* _TASK TO CARRY OUT_: Reproduce the stretch of the data below from the line containing "door panel above? Mark it with a dot." through the end of the data, with every line unchanged.

* _STORED DATA_:

— Begin —

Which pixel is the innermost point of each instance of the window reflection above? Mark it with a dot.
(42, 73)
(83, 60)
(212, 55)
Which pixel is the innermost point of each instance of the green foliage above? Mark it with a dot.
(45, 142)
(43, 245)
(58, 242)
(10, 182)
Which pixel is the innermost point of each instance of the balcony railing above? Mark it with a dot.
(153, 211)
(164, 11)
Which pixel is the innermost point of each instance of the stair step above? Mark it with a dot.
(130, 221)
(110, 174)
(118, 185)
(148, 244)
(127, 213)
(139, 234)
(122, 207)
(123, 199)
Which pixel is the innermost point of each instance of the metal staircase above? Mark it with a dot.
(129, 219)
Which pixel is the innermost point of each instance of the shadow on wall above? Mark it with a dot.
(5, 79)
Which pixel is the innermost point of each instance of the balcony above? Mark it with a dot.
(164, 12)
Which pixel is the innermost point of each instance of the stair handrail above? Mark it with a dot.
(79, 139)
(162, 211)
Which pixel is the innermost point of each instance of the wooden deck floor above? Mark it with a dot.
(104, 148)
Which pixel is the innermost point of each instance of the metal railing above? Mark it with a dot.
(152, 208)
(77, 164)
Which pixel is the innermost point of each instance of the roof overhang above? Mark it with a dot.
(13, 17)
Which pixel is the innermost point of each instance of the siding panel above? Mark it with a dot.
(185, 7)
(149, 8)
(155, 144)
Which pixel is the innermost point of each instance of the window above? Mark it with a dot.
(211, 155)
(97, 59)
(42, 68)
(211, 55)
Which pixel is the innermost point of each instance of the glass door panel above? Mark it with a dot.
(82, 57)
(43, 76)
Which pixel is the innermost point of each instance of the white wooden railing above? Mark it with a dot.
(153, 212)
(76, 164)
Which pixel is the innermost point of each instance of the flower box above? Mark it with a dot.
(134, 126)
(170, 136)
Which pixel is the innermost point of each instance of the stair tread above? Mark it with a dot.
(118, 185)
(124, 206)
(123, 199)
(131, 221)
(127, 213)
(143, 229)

— End —

* _RESULT FOR THIS TASK_:
Which pixel is the innermost point of each instance of the glass door panel above? Mark it with a dot.
(82, 57)
(43, 76)
Which pixel is the innermost point of each instance of the white wooden railing above? Mark it with a dot.
(153, 212)
(76, 164)
Which pixel is the innermost point of each instance of the flower box above? Mark it with a dot.
(134, 126)
(170, 136)
Which pixel is the innermost point of each instance of the stair tread above? Mark it with a dot.
(118, 185)
(124, 206)
(123, 199)
(131, 221)
(127, 213)
(143, 229)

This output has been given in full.